EXERCISES -
1 - Translate this sentence from the forum post on coordinated testing into Spanish: "So imagine Jupiter wants to perform a certain test."
2 - In the forum post on coordinated testing, which ordinary words are written entirely in capital letters for emphasis? Don't count abbreviations.
3 - Add a few more sentences to the forum post on coordinated testing, picking up right after its final sentence.

Hi guys,
Thanks for the responses.
I believe the best approach would be if you could somehow coordinate and try to REPEAT the same test cases/parameters, but with your own test conditions/environment
So imagine Jupiter wants to perform a certain test.
He should specify the parameters in the Test Plan sheet (NN ID to be tested, Time Controls, ...), and inserts his results in the table next to it.
Then Blakely checks the test Jupiter performed, and repeats the same test conditions but under his own environment (CPU, GPU...)
Later on, whenever Blakely for example, wants to test a new NN with some other parameters, Jupiter can again repeat that same test, and we will be able to MEASURE, to COMPARE how the NN is really evolving, as we have different references producing results under same specifications.
This way we will avoid the SMOKE tests (not very meaningful tests) many people are making, which hardly provide any statistical evidence of where we are (we need to set test runs with the same number of samples, i set a fixed number of 50 games) as they are not only not enough in terms of number of samples, but also, we cannot compare against other people's environment.

LISTING -
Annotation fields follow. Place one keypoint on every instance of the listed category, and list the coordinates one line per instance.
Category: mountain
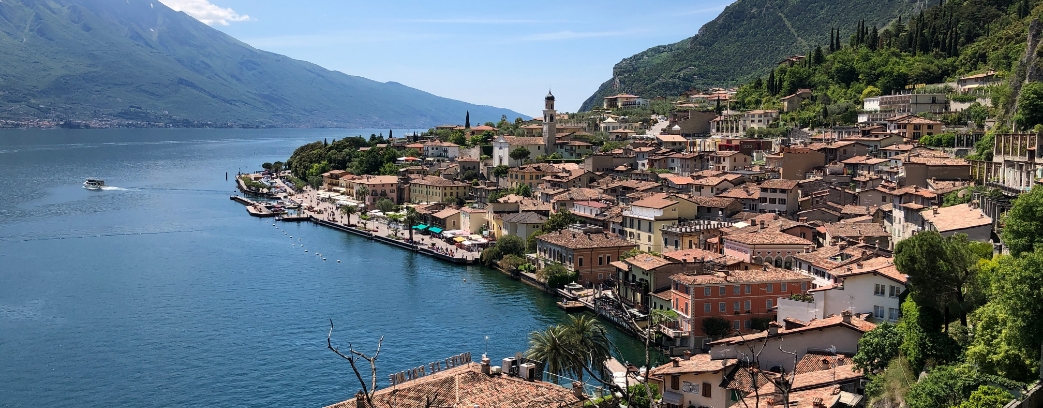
(747, 39)
(139, 60)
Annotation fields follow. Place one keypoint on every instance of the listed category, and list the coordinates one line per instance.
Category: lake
(161, 291)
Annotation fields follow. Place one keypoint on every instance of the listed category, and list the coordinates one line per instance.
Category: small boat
(94, 184)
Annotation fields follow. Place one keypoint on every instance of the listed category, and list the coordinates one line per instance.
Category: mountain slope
(747, 39)
(139, 60)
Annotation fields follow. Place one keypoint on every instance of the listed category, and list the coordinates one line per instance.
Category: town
(755, 260)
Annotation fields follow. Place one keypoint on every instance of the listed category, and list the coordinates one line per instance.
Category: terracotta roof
(647, 262)
(767, 238)
(525, 217)
(695, 364)
(465, 386)
(779, 184)
(831, 321)
(660, 200)
(955, 218)
(574, 240)
(854, 230)
(880, 265)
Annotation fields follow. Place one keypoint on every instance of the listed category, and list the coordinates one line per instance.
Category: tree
(717, 328)
(877, 348)
(940, 270)
(519, 153)
(1023, 231)
(1029, 111)
(385, 205)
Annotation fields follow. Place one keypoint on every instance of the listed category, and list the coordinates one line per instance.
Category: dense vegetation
(935, 46)
(749, 38)
(140, 61)
(971, 320)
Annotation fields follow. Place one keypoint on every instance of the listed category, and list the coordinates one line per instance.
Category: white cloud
(205, 12)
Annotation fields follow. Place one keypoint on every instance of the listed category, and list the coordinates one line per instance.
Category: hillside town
(741, 237)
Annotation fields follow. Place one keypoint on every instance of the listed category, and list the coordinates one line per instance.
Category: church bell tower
(550, 128)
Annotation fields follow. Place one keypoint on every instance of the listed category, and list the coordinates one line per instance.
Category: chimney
(578, 390)
(773, 329)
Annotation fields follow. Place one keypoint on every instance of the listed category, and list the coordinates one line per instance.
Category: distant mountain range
(747, 39)
(138, 60)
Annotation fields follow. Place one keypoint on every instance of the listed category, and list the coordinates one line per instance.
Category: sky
(501, 53)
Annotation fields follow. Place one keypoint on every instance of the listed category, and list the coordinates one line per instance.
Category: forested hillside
(748, 39)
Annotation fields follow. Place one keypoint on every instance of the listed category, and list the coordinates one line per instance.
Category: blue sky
(488, 52)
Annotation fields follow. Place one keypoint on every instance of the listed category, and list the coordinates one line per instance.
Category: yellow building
(431, 189)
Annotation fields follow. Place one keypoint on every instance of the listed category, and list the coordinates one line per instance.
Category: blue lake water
(160, 291)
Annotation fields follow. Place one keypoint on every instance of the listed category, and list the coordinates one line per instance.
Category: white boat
(94, 184)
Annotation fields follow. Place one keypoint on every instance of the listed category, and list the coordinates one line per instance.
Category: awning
(672, 398)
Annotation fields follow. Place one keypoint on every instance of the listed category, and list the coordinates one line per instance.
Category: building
(550, 127)
(432, 189)
(438, 149)
(959, 219)
(586, 249)
(779, 196)
(746, 297)
(644, 221)
(503, 145)
(839, 332)
(766, 247)
(795, 163)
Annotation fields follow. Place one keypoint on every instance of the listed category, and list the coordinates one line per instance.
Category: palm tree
(347, 211)
(553, 349)
(588, 342)
(412, 217)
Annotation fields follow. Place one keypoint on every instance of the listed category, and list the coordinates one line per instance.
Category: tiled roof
(767, 238)
(831, 321)
(647, 262)
(655, 201)
(528, 218)
(466, 387)
(880, 265)
(955, 218)
(855, 230)
(574, 240)
(695, 364)
(779, 184)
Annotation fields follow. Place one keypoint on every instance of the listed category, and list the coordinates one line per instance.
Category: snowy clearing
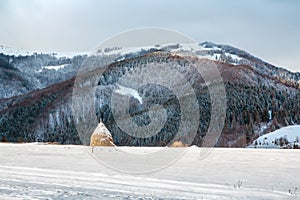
(279, 138)
(33, 171)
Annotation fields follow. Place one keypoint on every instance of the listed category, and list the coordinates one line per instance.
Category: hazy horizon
(267, 29)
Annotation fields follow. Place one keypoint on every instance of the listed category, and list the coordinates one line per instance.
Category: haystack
(178, 144)
(101, 136)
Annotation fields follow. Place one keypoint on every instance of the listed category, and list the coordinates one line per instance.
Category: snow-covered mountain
(36, 95)
(286, 137)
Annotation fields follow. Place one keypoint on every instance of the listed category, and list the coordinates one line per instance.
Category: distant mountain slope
(44, 69)
(286, 137)
(255, 99)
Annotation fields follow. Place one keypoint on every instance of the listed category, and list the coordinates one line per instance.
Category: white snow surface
(54, 67)
(22, 52)
(37, 171)
(291, 133)
(128, 92)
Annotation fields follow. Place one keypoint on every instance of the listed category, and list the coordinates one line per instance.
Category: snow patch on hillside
(52, 67)
(128, 92)
(285, 137)
(22, 52)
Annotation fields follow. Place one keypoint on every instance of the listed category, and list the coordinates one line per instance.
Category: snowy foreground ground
(35, 171)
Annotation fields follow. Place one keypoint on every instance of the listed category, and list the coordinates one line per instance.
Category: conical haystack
(178, 144)
(101, 136)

RESPONSES PER TASK -
1 - Así que imaginen que Jupiter quiere realizar una prueba determinada.

2 - REPEAT, MEASURE, COMPARE, SMOKE

3 -
I hope you all understand that it is not only important to get all the data collected in the same document (so that it is easier to find and validate), but also to actually have a TEST PLAN, so that people willing to contribute with testing, can actually select a certain test case that you design, and others can compare against their hardware.
I know you are all busy and are doing this just to help the project, but if we want to provide some more meaningful data, it would be great if you could make the little effor to check what your other tester budies have done, and simply try to repeat it.
Thanks for the effort!